### Exercise requirements
Retype, word for word, the full news item below about Cynthia Hipwell receiving the 2021 Robert Henry Thurston Lecture Award.

──────── Extract provided

Dr. Cynthia Hipwell from the J. Mike Walker ’66 Department of Mechanical Engineering at Texas A&M University recently received the 2021 Robert Henry Thurston Lecture Award from the American Society of Mechanical Engineers (ASME).
Established in 1925, this prestigious award provides an outstanding leader in pure or applied science or engineering with the honor of presenting to ASME a lecture on a subject of broad interest to engineers. She will present “Heat-Assisted Magnetic Recording (HAMR): A Nanoscale Heat Transfer Adventure” to the society on Jan, 21, 2022.
“I am excited to share the story of heat-assisted magnetic recording technology with the next generation of mechanical engineers,” said Hipwell. “My advisor, Chang-Lin Tien, presented the Thurston Lecture in 1993, encouraging the mechanical engineering community to ‘go to extremes’ and explore the new area of nanoscale heat transfer. It is a huge honor and extremely meaningful for me to be presenting this lecture 28 years later about a technology made possible by the very nanoscale heat-transfer research that he encouraged us to pursue.”
Hipwell is a member of the National Academy of Engineering, the National Academy of Inventors and the Academy of Medicine, Engineering and Science of Texas. She is a technology and business process innovator with more than 20 years of experience leading engineering, research and product development.
Hipwell is known for establishing new business processes and an organizational culture that focuses on developing innovative solutions from root cause understanding, improved pace of learning and discipline in experimentation. Her research interests include nanoscale energy transport and tribology of small-scale devices, surface interface physics and sensors and actuators for haptic and human/machine interfaces, and innovation business processes.

────────────────
──────── Data extracts

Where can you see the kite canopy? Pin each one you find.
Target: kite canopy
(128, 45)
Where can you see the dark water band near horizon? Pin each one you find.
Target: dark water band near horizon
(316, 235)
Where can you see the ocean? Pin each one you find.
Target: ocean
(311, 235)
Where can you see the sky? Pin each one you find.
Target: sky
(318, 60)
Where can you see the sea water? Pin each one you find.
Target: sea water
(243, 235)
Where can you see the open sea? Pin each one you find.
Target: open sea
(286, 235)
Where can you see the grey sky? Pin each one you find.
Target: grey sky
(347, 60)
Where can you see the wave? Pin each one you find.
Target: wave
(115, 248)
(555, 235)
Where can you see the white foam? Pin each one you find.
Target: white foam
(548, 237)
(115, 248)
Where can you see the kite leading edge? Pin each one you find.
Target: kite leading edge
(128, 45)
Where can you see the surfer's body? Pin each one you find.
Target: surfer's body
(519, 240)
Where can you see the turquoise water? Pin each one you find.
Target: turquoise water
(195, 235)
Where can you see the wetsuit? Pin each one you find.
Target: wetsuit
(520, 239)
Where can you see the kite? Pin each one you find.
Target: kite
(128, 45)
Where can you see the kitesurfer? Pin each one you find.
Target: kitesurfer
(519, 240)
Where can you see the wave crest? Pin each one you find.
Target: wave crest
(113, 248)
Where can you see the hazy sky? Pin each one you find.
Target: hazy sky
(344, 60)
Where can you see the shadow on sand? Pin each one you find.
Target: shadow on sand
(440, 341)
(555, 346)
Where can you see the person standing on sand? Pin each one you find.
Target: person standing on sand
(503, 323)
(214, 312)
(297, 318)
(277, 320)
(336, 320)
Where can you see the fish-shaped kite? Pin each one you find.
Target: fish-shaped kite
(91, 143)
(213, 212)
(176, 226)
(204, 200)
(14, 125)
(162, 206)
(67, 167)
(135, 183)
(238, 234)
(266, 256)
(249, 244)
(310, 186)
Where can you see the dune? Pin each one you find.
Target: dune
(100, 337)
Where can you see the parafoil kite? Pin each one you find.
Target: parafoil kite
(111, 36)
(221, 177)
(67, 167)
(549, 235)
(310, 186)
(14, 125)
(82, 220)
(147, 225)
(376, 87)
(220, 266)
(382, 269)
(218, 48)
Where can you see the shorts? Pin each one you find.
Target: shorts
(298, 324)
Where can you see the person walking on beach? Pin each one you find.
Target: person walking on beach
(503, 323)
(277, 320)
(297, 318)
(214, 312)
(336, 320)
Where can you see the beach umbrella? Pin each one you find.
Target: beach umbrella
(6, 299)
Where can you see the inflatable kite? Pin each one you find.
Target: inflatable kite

────────────────

### Solution to this problem
Dr. Cynthia Hipwell from the J. Mike Walker ’66 Department of Mechanical Engineering at Texas A&M University recently received the 2021 Robert Henry Thurston Lecture Award from the American Society of Mechanical Engineers (ASME).
Established in 1925, this prestigious award provides an outstanding leader in pure or applied science or engineering with the honor of presenting to ASME a lecture on a subject of broad interest to engineers. She will present “Heat-Assisted Magnetic Recording (HAMR): A Nanoscale Heat Transfer Adventure” to the society on Jan, 21, 2022.
“I am excited to share the story of heat-assisted magnetic recording technology with the next generation of mechanical engineers,” said Hipwell. “My advisor, Chang-Lin Tien, presented the Thurston Lecture in 1993, encouraging the mechanical engineering community to ‘go to extremes’ and explore the new area of nanoscale heat transfer. It is a huge honor and extremely meaningful for me to be presenting this lecture 28 years later about a technology made possible by the very nanoscale heat-transfer research that he encouraged us to pursue.”
Hipwell is a member of the National Academy of Engineering, the National Academy of Inventors and the Academy of Medicine, Engineering and Science of Texas. She is a technology and business process innovator with more than 20 years of experience leading engineering, research and product development.
Hipwell is known for establishing new business processes and an organizational culture that focuses on developing innovative solutions from root cause understanding, improved pace of learning and discipline in experimentation. Her research interests include nanoscale energy transport and tribology of small-scale devices, surface interface physics and sensors and actuators for haptic and human/machine interfaces, and innovation business processes.